◆ **Supplied text**
● ● ●

Höllviken, Skåne

The Foteviken Museum was officially closed for the season, but we decided to stop anyway. The area was rumored to have a campground, including the desirable amenities of electricity and running water. With any luck, there would be a shower also. I’d rather be lucky than good.

We arrived near midnight, and, after unsuccessfully trying to find anyone with information about the place, decided to just camp for the night and worry about paying later. One of my favorite quotes goes something like: I’d rather ask for forgiveness than permission, and, considering the late hour and exhausted mental state of everyone involved, seemed appropriate.

Although I’ve been urban exploring a few times, I’ve not yet had the opportunity — or boldness — to sleep in a drainage pipe, underground tunnel, or other such, similar confined space. Although I imagine it would be a lot like what happened by the lake this cold night in Höllviken, and what will likely happen each night for the next three weeks.

● ● ●

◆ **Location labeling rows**

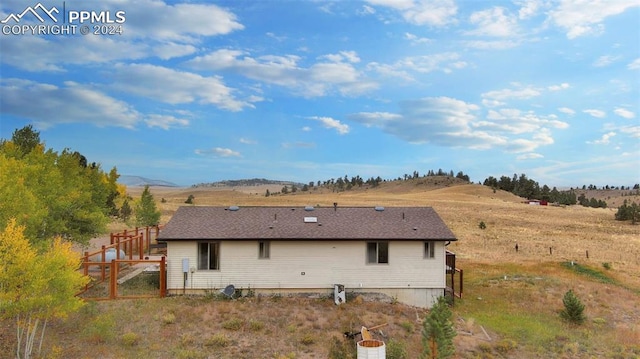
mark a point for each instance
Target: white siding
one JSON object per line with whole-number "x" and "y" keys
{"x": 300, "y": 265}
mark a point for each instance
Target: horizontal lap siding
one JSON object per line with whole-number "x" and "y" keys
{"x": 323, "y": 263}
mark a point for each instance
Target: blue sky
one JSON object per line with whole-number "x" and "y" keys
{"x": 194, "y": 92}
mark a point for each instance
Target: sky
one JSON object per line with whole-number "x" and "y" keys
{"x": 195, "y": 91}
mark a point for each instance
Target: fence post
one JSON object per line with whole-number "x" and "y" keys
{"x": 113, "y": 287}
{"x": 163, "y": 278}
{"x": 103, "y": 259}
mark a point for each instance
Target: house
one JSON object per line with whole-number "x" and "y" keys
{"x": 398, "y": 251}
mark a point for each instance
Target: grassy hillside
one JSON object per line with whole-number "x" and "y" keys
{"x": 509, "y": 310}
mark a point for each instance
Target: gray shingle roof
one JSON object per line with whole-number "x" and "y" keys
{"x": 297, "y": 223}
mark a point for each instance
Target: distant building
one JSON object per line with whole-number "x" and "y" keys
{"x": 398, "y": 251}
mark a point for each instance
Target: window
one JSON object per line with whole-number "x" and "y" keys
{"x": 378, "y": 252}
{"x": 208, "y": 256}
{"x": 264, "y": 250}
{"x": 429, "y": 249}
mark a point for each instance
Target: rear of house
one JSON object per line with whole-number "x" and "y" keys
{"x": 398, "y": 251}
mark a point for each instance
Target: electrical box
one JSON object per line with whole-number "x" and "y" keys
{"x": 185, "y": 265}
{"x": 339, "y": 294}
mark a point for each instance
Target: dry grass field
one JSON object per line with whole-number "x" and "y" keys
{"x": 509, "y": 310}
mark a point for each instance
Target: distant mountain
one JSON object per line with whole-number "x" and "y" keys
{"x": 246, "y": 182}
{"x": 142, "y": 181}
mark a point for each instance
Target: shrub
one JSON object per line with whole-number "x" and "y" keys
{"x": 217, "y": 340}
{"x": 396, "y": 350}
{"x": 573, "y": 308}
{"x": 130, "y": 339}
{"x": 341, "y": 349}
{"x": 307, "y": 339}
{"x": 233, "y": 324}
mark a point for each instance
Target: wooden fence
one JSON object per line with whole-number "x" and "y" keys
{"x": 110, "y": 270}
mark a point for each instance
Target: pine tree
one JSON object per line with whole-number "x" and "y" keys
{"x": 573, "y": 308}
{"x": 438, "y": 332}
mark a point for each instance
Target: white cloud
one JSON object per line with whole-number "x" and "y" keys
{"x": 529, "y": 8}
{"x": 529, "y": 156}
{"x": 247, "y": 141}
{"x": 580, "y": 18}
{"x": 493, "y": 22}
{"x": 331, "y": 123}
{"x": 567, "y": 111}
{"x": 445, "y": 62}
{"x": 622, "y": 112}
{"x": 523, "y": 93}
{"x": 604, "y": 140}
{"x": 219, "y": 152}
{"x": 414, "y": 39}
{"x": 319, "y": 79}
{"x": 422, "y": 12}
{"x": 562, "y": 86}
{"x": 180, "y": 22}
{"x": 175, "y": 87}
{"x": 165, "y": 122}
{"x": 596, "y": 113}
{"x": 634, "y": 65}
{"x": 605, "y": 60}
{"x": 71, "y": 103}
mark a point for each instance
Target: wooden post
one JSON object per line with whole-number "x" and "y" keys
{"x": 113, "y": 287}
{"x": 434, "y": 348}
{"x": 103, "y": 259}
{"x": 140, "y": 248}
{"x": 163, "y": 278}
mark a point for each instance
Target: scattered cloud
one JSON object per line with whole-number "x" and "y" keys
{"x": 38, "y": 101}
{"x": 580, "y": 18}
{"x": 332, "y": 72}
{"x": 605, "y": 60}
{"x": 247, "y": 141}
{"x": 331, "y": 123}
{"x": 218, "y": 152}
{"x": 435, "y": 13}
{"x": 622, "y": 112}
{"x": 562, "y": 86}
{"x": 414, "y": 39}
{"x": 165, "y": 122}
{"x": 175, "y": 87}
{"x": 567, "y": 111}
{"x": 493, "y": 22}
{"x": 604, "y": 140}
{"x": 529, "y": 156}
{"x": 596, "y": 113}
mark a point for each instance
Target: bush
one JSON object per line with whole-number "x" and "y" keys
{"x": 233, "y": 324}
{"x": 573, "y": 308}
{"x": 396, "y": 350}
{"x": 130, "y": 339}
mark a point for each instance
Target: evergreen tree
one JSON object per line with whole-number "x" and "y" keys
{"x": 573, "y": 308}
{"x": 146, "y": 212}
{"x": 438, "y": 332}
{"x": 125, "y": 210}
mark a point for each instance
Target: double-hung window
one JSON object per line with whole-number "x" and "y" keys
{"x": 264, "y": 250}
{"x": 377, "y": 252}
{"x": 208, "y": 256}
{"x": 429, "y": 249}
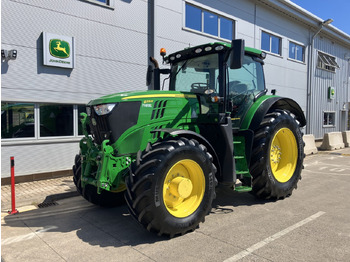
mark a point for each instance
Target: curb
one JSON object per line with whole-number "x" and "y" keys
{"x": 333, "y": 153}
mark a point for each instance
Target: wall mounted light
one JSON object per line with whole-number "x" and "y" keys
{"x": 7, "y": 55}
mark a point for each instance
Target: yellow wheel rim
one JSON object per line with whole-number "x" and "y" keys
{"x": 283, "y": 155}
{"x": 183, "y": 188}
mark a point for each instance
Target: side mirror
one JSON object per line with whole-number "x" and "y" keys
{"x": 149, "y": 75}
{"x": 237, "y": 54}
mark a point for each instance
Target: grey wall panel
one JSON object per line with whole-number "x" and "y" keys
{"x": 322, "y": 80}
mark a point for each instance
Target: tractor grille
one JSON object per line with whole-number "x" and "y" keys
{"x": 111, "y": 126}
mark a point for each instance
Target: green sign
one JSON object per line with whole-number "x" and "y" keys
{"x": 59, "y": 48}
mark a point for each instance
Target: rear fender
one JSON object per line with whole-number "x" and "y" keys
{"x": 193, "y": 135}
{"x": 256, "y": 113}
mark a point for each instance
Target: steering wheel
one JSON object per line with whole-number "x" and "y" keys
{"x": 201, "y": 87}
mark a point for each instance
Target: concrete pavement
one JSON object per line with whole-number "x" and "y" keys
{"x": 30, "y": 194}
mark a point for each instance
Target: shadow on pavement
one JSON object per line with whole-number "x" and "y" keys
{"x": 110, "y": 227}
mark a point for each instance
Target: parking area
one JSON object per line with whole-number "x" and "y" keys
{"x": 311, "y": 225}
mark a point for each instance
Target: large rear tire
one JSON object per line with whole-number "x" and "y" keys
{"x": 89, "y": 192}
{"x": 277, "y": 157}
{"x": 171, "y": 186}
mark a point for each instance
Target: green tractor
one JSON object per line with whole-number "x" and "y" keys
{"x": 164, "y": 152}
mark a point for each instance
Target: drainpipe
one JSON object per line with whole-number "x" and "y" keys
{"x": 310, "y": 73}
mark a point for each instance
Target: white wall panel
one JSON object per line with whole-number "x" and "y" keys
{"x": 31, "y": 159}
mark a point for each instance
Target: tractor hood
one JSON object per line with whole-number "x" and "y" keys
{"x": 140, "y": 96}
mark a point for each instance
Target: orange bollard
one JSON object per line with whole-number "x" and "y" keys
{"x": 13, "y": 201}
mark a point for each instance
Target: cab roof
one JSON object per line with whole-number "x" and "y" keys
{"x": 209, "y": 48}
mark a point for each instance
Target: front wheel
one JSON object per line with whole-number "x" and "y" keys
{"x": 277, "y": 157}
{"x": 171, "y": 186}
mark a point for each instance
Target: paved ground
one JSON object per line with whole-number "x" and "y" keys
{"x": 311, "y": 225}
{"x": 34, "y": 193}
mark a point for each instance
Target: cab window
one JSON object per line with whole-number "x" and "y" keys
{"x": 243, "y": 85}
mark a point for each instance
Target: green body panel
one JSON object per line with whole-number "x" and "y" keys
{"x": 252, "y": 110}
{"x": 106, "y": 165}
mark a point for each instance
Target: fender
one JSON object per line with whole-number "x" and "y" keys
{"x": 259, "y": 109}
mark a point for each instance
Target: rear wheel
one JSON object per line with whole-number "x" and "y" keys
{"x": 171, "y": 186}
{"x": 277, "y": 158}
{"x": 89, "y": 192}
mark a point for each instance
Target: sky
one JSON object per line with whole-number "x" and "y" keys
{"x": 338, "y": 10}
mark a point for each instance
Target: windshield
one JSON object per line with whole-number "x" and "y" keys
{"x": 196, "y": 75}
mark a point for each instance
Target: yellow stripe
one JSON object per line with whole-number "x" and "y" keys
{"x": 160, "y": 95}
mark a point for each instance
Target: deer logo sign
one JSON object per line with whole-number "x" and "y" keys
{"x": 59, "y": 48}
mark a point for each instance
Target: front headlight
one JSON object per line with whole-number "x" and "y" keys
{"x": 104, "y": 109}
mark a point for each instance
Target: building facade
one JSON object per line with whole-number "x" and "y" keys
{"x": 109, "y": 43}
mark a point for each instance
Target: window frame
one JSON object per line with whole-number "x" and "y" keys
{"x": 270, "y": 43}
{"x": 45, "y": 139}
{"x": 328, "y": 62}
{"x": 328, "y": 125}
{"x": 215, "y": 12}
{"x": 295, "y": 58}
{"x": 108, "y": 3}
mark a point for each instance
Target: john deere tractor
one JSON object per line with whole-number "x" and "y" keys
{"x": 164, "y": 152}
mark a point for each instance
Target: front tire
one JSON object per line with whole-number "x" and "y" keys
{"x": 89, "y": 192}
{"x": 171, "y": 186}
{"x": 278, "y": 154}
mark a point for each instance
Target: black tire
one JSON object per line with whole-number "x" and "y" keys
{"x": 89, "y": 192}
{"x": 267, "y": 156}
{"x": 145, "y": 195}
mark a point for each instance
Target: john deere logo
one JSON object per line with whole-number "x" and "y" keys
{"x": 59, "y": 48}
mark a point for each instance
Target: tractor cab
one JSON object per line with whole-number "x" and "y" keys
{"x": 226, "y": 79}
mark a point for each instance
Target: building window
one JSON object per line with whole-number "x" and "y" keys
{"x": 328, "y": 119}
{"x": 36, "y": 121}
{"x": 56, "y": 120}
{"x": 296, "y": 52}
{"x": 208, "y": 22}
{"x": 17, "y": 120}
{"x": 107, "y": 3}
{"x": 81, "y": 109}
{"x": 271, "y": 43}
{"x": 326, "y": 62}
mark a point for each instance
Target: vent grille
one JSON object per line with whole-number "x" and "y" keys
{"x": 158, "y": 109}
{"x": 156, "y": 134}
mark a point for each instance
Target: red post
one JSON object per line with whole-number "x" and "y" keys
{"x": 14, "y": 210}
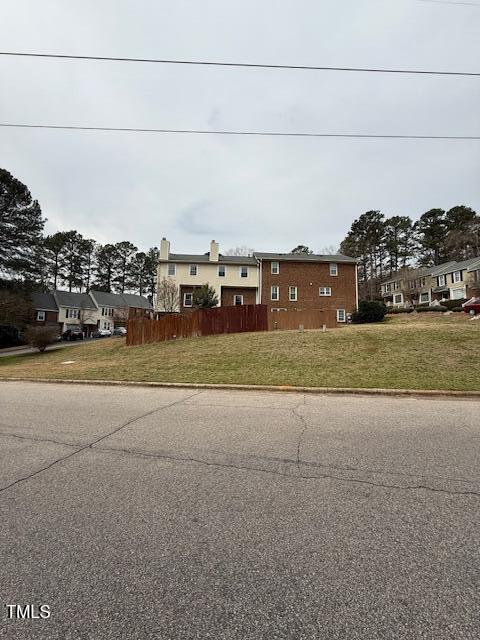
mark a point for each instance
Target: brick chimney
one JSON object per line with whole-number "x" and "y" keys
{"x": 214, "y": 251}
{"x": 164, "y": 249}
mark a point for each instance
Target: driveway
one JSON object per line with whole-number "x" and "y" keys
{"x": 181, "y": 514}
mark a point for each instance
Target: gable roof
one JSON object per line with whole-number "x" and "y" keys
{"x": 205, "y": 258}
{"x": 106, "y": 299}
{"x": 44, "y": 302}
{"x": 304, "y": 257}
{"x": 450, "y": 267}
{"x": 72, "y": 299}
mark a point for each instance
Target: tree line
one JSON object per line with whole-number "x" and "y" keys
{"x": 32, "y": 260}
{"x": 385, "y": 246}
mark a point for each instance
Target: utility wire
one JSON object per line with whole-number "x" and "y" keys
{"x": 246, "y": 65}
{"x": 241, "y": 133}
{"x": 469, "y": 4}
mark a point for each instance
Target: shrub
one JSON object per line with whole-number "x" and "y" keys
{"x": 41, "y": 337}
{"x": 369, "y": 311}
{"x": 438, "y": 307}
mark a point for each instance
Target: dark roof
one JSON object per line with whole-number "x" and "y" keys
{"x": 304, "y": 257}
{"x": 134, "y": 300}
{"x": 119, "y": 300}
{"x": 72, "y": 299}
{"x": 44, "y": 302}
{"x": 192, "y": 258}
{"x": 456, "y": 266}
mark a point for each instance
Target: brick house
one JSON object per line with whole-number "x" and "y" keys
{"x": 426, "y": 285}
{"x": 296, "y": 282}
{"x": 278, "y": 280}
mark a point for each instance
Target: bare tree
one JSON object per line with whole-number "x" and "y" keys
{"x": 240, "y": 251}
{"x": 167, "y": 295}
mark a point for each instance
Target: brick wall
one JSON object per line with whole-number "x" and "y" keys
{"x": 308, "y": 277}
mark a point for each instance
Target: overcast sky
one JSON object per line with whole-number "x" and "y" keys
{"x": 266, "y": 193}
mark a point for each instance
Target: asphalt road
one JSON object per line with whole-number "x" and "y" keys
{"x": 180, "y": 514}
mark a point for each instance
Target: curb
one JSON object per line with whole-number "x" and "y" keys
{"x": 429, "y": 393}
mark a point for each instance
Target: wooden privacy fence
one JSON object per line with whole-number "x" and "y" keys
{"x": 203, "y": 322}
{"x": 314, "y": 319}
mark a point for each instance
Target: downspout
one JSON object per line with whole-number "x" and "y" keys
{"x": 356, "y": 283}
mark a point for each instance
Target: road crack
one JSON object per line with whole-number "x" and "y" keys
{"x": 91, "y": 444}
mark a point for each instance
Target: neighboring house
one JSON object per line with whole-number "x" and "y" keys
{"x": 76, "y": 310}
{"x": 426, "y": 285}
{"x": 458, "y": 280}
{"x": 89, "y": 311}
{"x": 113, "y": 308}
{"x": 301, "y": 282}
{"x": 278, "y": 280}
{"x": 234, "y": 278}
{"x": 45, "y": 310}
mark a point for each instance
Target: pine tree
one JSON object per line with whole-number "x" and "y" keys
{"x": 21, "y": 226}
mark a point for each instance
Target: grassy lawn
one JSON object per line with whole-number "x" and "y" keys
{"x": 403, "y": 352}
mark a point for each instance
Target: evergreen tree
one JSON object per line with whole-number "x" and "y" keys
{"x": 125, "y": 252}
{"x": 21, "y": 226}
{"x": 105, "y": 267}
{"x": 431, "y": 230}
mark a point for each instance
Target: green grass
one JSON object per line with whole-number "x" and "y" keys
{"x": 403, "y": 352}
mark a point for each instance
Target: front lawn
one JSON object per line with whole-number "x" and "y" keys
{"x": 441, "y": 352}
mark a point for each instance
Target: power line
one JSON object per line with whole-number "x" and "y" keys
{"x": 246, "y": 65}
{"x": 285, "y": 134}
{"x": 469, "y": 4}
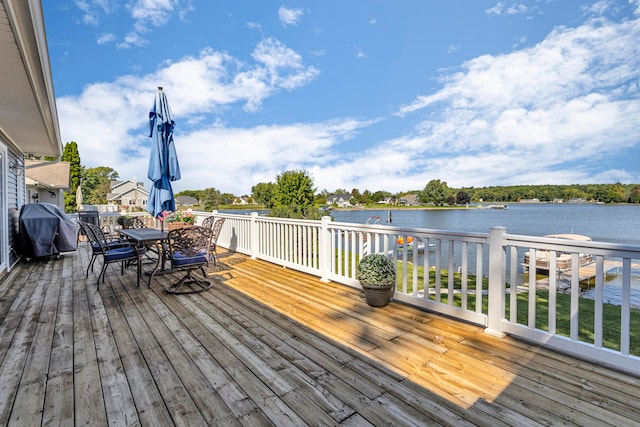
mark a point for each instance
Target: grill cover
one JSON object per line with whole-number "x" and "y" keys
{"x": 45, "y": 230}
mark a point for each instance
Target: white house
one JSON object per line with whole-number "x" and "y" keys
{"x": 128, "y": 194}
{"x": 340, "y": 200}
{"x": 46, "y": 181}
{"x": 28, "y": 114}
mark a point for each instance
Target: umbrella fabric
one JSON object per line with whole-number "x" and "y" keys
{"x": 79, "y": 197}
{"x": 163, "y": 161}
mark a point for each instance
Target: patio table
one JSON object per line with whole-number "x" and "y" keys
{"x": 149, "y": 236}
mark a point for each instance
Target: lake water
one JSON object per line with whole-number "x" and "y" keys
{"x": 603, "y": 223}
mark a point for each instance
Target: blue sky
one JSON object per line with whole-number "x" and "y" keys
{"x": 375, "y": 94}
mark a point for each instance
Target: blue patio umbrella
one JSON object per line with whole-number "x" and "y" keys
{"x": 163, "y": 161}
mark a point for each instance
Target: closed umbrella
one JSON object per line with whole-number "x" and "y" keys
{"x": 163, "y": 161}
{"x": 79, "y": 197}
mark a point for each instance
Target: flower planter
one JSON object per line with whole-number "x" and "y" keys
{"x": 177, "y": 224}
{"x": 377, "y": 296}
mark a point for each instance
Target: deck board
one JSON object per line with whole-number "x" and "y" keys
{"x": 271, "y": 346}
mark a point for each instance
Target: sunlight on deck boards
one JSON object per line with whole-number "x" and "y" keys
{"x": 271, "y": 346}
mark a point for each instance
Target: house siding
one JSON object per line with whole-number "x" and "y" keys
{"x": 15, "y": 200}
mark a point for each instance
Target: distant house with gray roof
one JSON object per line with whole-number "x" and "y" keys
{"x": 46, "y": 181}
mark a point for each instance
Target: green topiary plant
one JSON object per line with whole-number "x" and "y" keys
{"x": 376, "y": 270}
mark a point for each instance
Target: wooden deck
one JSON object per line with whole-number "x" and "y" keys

● ● ●

◆ **Your objective**
Translate this sentence from the Höllviken text into German: "The Foteviken Museum was officially closed for the season, but we decided to stop anyway."

◆ **Output of the exercise**
Das Foteviken-Museum war offiziell für die Saison geschlossen, aber wir beschlossen, trotzdem anzuhalten.